§ **Required actions**
**A)** In the passage on Joshua Wong's arrest, copy word for word the part that begins with the words containing "The two latest" and ends with "freedom of assembly.".
**B)** Pick up the article on Joshua Wong's arrest after its last sentence and keep writing it.
Excerpt to read Block Start
The police arrested Joshua Wong, 23, a prominent leader of Hong Kong’s pro-democracy movement, on September 24, 2020 and charged him with participation in an “unauthorized assembly” and for violating Hong Kong’s ban on face masks in 2019. Koo Sze Yiu, a veteran activist, and two other unnamed protesters were also arrested. Wong has been jailed twice for a total of eight months between 2017 and 2019 on charges of unlawful assembly and contempt of court.

“The Hong Kong authorities keep dredging up dubious cases against Joshua Wong in a heavy-handed attempt to silence him,” said Sophie Richardson, China director. “Hong Kong and Chinese authorities should realize that people in Hong Kong have responded to attacks on pro-democracy voices with ever greater resolve in calling for human rights.”

The two latest charges against Wong stem from his participation in an unauthorized protest on October 5, 2019, against the Hong Kong chief executive’s invocation of emergency powers to enact a broad ban on protesters wearing face masks. The “unlawful assembly” charge is based on alleged violations of Hong Kong’s Public Order Ordinance, which requires organizers to notify police of demonstrations involving more than 30 people at least seven days in advance, and requires organizers to get a “notice of no objection” from the government before proceeding. The United Nations Human Rights Committee has criticized the law, saying that “it may facilitate excessive restriction” to basic rights. Human Rights Watch has urged the Hong Kong government to amend the law because it is incompatible with international standards on freedom of assembly.
Excerpt to read Block End
Supplied material Block Start
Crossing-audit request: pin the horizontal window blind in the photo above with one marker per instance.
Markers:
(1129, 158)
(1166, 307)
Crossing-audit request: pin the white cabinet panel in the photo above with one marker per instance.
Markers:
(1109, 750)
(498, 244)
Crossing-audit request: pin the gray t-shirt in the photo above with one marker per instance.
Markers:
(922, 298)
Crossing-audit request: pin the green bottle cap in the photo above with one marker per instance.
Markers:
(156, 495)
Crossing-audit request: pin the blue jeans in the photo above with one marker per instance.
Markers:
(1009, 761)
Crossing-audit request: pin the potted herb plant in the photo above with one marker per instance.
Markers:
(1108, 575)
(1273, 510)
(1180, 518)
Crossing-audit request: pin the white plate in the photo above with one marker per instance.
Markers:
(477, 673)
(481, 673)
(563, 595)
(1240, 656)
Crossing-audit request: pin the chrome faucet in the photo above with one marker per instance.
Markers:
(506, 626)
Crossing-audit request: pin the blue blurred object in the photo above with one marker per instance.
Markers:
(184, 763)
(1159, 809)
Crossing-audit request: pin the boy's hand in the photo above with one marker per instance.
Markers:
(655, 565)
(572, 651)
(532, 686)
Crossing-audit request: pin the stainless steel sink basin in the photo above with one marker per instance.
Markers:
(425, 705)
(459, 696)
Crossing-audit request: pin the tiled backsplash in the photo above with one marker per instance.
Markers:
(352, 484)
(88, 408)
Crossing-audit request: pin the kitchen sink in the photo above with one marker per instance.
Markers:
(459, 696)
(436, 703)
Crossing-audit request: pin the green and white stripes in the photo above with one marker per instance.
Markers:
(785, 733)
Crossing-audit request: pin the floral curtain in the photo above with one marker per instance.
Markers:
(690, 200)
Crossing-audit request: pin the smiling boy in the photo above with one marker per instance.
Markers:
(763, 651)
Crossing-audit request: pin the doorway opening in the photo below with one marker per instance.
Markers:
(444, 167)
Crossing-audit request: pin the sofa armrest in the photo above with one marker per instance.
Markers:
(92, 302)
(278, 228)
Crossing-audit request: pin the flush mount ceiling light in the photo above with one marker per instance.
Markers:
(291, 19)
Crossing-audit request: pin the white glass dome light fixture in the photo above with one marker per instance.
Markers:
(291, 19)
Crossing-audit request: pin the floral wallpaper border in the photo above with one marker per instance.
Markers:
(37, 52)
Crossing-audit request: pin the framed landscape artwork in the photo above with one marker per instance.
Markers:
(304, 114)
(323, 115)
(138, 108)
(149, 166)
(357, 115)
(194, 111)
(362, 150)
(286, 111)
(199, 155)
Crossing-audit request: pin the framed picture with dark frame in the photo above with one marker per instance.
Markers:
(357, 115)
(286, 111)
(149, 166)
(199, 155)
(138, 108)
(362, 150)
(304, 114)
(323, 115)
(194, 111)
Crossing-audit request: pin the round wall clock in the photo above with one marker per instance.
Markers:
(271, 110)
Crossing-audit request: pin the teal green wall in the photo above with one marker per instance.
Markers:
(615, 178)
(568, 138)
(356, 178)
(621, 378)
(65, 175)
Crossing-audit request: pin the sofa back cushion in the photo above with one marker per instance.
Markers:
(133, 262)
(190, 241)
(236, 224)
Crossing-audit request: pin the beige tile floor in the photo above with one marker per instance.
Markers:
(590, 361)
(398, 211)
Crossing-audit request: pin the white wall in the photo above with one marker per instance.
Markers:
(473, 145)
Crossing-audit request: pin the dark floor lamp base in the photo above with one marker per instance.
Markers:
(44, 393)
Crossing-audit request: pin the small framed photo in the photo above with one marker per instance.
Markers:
Supplied material Block End
§ **Outputs for the tasks**
**A)**
The two latest charges against Wong stem from his participation in an unauthorized protest on October 5, 2019, against the Hong Kong chief executive’s invocation of emergency powers to enact a broad ban on protesters wearing face masks. The “unlawful assembly” charge is based on alleged violations of Hong Kong’s Public Order Ordinance, which requires organizers to notify police of demonstrations involving more than 30 people at least seven days in advance, and requires organizers to get a “notice of no objection” from the government before proceeding. The United Nations Human Rights Committee has criticized the law, saying that “it may facilitate excessive restriction” to basic rights. Human Rights Watch has urged the Hong Kong government to amend the law because it is incompatible with international standards on freedom of assembly.

**B)**
The charge of “unlawful assembly” carries up to five years in prison, while violating the mask ban can result in up to one year in prison and a maximum HK$25,000 (US$3,200) fine.

Wong also faces four other charges for his participation in two protests. He is accused of “inciting others to participate in unauthorized assembly,” “organizing unauthorized assembly,” and “participating in unauthorized assembly” in relation to a protest on June 21, 2019, during which protesters surrounded and threw eggs at the Hong Kong Police Headquarters in Wanchai. Wong is also charged with “participating in unauthorized assembly” for participating in the annual vigil commemorating the 1989 Tiananmen Massacre, which the police banned for the first time this year purportedly due to Covid-19 restrictions.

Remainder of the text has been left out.